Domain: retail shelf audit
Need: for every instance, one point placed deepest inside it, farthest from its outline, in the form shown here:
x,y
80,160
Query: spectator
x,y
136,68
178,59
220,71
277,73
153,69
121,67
^^^^^^^^^^^^^^^^
From the records above, extract each line exactly as shown.

Domain: retail shelf audit
Need: for every instance, one point placed deepest inside it, farthest from its outline, in the form shown here:
x,y
80,160
Query: spectator
x,y
136,68
178,59
220,71
277,73
153,69
121,67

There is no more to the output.